(Stored entries)
..............................

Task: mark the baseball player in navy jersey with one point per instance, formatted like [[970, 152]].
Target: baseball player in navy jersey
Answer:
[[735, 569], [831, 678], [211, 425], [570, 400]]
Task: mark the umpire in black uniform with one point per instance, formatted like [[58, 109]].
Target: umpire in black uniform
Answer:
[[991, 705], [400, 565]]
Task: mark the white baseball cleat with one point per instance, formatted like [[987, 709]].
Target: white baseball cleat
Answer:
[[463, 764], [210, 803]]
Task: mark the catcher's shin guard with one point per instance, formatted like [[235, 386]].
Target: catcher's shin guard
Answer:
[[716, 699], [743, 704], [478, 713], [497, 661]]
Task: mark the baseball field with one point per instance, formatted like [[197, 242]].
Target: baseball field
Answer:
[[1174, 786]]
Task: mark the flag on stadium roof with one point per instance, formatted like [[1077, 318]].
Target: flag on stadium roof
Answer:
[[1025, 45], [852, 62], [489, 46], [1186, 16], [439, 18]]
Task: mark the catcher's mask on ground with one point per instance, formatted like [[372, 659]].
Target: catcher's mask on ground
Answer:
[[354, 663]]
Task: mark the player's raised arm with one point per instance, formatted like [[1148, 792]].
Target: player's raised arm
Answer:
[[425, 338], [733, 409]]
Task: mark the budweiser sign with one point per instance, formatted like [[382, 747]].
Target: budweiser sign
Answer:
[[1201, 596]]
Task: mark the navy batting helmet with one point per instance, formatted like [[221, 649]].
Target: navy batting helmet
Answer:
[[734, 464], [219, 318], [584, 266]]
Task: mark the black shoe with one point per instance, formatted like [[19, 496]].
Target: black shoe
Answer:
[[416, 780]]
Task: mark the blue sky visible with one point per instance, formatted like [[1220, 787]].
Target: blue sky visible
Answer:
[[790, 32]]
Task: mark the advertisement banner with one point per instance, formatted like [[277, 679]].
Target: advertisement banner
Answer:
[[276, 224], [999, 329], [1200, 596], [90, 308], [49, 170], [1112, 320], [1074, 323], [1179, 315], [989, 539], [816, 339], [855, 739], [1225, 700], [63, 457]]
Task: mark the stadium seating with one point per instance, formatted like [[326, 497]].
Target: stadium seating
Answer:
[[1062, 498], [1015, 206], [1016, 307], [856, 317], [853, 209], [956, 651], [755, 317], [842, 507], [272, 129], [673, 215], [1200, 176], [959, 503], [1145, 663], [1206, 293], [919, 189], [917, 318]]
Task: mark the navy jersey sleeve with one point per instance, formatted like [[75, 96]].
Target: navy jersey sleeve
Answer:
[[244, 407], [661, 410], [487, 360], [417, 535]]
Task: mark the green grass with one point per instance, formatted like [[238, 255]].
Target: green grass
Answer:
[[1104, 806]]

..............................

**EXERCISE REQUIREMENTS:**
Report how many lines of the data hold the string "raised"; give only the number.

**RESPONSE:**
2